_EXERCISE TASK_. Write out every line of the records below without any change, leaving the pictures out.

(Saved data entries)
*****
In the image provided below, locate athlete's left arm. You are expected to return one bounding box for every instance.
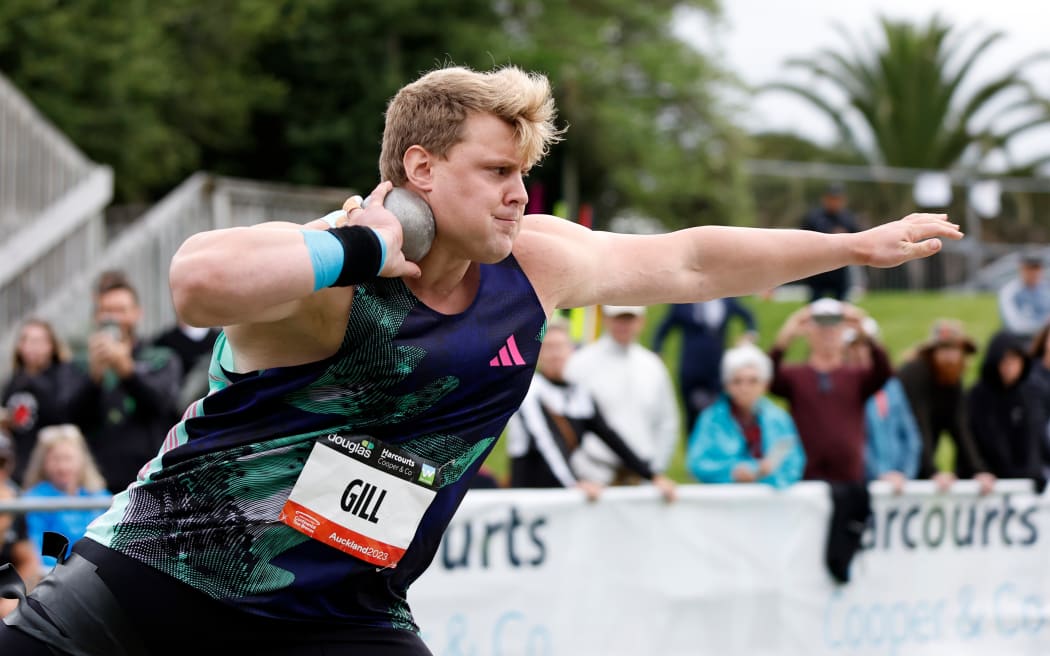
[515,214,963,308]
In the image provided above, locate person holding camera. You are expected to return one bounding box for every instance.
[770,298,893,483]
[68,276,182,491]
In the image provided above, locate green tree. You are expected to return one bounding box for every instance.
*****
_CORRECT OUTPUT_.
In the image provided below, locate athlete's left arm. You are expected to return one bounding box for every instance.
[515,214,963,308]
In the image provided above, locate person holding camera. You are expected to return one bounding box for every instance.
[770,298,893,483]
[68,276,182,491]
In the image provided above, locate green tree. You are expected to return one bounding box for every instance.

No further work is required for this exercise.